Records
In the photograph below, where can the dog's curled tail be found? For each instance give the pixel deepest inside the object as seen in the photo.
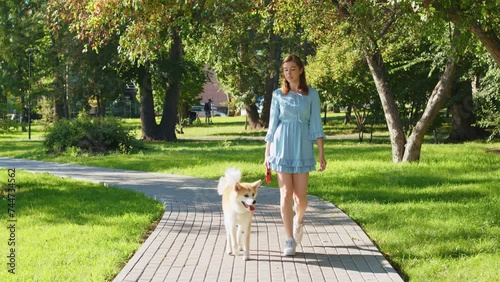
(232, 176)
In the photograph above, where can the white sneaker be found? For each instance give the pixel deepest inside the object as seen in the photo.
(289, 249)
(298, 230)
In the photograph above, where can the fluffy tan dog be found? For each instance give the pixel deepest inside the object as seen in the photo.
(238, 205)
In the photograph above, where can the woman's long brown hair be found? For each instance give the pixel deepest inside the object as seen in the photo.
(285, 85)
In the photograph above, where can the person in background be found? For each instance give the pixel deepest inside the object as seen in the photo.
(294, 126)
(208, 111)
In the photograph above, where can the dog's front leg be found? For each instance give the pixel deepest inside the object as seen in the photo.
(235, 250)
(246, 246)
(229, 224)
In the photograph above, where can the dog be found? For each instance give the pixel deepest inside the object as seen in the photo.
(238, 206)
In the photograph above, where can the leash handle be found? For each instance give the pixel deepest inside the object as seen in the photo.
(268, 175)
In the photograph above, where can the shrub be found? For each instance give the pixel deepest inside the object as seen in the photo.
(91, 135)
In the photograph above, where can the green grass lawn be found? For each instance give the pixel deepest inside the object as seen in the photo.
(436, 220)
(72, 231)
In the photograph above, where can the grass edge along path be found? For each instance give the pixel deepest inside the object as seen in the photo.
(69, 230)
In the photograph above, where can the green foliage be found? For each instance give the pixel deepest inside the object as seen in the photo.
(92, 135)
(487, 102)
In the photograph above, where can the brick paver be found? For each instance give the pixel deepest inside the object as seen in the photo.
(189, 242)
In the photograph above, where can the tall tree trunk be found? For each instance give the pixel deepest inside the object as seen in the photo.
(379, 73)
(148, 122)
(462, 114)
(272, 77)
(169, 118)
(439, 95)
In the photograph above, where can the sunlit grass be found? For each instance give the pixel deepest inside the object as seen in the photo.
(73, 231)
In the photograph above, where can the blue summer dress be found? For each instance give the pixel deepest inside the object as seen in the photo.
(294, 126)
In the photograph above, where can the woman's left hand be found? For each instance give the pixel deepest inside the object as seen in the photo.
(322, 164)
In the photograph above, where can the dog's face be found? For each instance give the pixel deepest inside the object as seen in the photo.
(246, 194)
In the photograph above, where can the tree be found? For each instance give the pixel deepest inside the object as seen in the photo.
(482, 18)
(21, 30)
(147, 30)
(369, 25)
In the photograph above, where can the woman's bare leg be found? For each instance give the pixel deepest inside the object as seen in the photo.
(285, 181)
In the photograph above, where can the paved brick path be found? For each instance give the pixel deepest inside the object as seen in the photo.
(188, 243)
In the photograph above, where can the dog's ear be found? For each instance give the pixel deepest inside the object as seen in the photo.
(257, 184)
(237, 187)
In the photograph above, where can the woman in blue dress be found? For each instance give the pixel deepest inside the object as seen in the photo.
(294, 126)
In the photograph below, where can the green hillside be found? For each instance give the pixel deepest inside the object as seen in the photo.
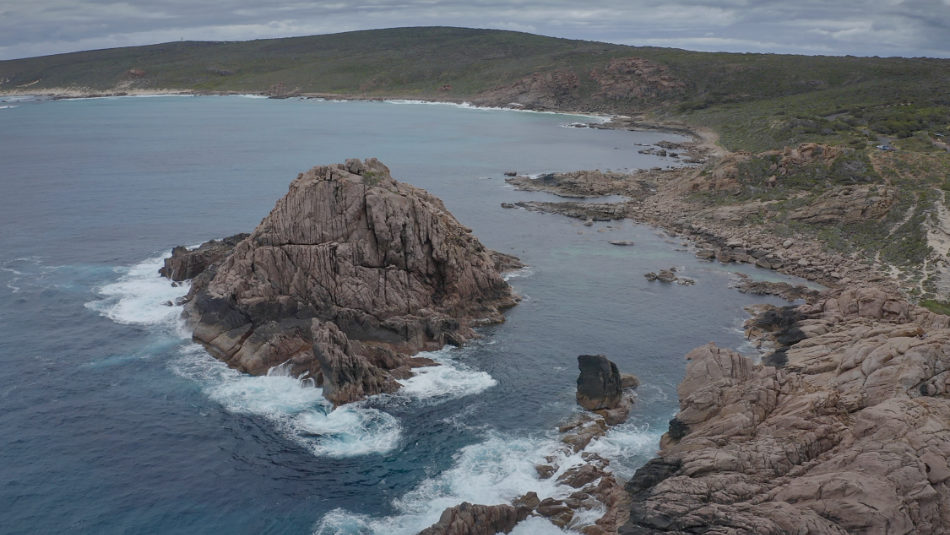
(755, 101)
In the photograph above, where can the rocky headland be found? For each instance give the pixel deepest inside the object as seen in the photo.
(844, 425)
(848, 433)
(350, 275)
(592, 500)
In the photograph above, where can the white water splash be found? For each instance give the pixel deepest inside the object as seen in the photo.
(141, 296)
(294, 406)
(449, 380)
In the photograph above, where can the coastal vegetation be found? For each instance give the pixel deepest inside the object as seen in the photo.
(880, 124)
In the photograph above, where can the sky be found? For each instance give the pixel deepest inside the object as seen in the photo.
(841, 27)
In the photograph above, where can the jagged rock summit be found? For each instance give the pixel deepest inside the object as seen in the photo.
(349, 275)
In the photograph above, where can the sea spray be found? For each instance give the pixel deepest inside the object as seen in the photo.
(294, 406)
(450, 379)
(140, 296)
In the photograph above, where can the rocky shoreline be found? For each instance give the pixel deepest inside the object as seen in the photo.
(843, 428)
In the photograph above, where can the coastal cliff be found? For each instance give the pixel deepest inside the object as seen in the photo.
(848, 433)
(349, 275)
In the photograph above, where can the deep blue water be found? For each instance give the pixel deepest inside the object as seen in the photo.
(111, 421)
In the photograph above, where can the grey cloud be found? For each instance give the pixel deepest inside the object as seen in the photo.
(865, 27)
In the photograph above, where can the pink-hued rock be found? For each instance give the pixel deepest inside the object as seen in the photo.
(851, 435)
(349, 274)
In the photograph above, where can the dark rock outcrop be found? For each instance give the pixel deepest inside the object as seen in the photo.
(350, 274)
(469, 519)
(851, 435)
(599, 384)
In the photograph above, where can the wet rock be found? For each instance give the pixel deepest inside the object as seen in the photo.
(185, 264)
(558, 512)
(469, 519)
(629, 380)
(349, 275)
(850, 435)
(598, 385)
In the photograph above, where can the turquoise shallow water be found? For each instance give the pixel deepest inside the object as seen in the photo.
(112, 422)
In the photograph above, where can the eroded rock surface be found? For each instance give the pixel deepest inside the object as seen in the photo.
(469, 519)
(349, 274)
(851, 435)
(186, 263)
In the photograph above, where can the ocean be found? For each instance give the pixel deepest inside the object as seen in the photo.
(113, 421)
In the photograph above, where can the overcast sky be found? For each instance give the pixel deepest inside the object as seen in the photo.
(856, 27)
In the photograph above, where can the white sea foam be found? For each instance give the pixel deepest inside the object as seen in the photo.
(496, 470)
(140, 296)
(626, 446)
(470, 106)
(451, 379)
(295, 407)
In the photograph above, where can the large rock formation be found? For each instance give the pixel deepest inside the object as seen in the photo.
(851, 434)
(350, 273)
(598, 385)
(469, 519)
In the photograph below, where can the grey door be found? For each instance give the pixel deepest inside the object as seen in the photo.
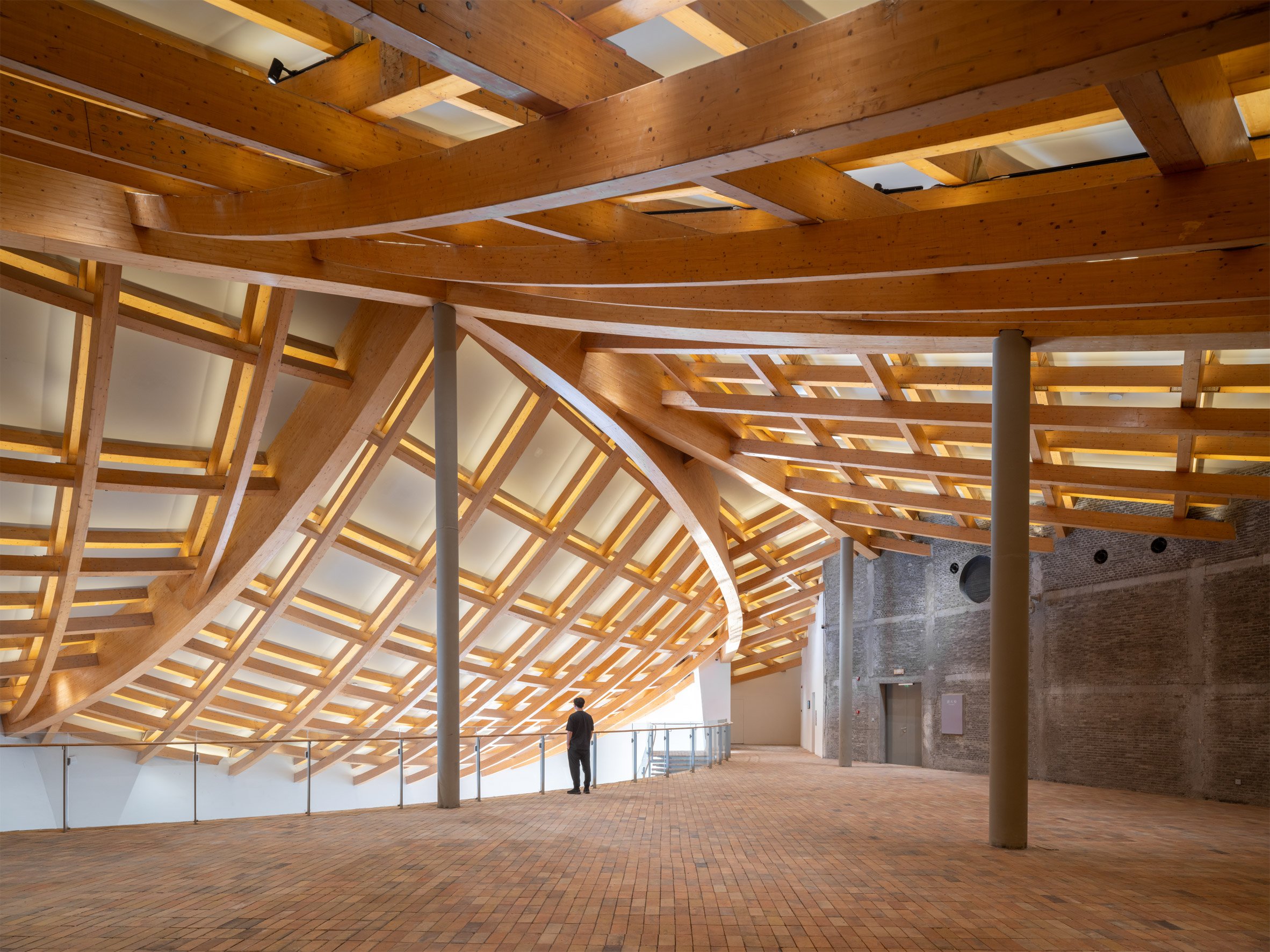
(903, 724)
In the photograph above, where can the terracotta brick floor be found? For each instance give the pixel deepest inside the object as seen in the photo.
(776, 849)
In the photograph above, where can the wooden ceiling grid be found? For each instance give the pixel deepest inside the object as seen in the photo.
(799, 334)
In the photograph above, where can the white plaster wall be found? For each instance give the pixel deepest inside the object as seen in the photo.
(812, 701)
(765, 710)
(107, 787)
(714, 681)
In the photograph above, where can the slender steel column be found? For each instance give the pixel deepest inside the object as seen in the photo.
(446, 409)
(846, 645)
(1007, 678)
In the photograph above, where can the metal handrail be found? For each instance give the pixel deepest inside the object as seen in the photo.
(716, 753)
(248, 742)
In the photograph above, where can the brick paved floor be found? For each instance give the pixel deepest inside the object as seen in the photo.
(776, 849)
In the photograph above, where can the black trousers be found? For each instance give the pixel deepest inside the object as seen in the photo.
(580, 758)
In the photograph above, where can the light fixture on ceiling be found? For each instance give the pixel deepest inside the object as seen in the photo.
(277, 71)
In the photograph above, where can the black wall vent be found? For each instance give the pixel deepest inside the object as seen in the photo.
(976, 582)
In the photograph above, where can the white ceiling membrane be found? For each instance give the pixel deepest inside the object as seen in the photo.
(713, 320)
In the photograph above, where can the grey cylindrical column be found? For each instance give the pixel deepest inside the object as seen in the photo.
(446, 409)
(846, 644)
(1007, 726)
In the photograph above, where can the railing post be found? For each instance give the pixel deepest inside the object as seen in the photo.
(309, 779)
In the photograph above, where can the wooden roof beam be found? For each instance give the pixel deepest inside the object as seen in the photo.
(85, 423)
(1207, 529)
(1184, 116)
(1165, 282)
(295, 19)
(1235, 486)
(779, 91)
(1215, 422)
(442, 35)
(385, 344)
(88, 54)
(1159, 217)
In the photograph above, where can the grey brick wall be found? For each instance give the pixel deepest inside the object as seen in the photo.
(1150, 672)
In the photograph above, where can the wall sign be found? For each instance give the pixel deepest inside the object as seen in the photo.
(950, 714)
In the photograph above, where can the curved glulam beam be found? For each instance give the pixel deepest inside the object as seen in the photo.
(1177, 286)
(765, 105)
(629, 393)
(384, 344)
(1222, 207)
(558, 361)
(646, 330)
(59, 212)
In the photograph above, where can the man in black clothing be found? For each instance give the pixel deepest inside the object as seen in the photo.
(578, 730)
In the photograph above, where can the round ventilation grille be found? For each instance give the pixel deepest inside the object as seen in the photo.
(976, 582)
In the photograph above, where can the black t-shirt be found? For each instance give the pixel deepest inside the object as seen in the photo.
(582, 726)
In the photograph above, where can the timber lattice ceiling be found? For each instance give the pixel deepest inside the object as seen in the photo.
(700, 347)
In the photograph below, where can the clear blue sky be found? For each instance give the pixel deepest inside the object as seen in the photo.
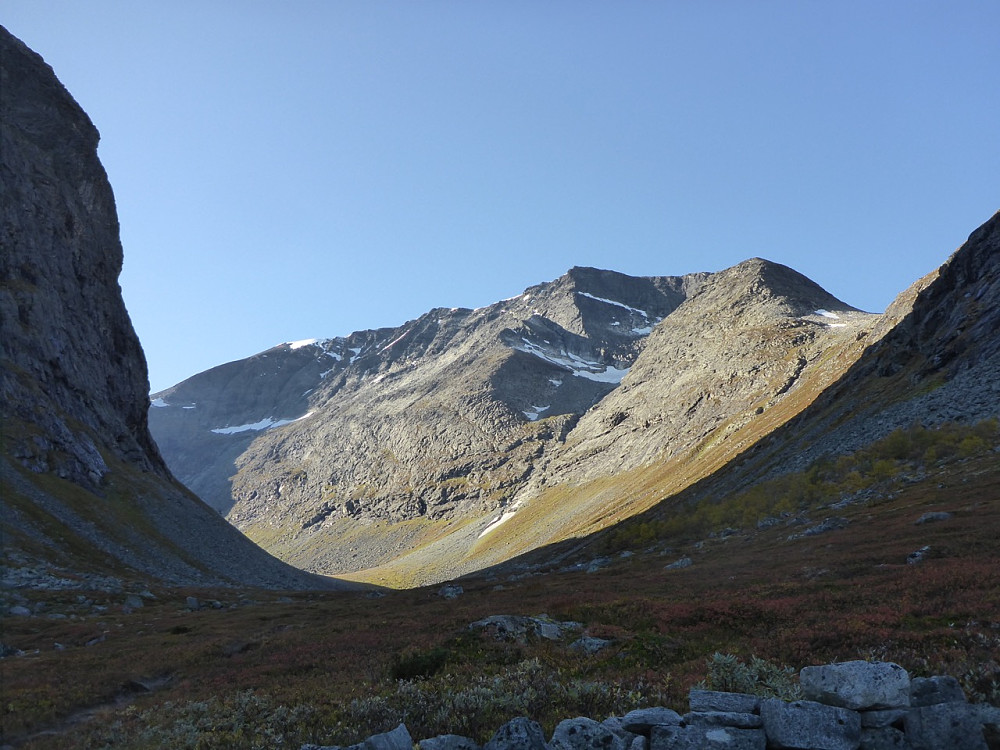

● GIVEN TASK
Update the records from the line containing "In the photograph above, where can the slender" through the line containing "(1007, 678)", changing "slender" to "thin" and keeping everything else the same. Give only those lines.

● SOLUTION
In the photograph above, where can the thin steel column be found? For each instance give the pixel deepest inside the object as seen in the photo.
(446, 409)
(846, 645)
(1007, 678)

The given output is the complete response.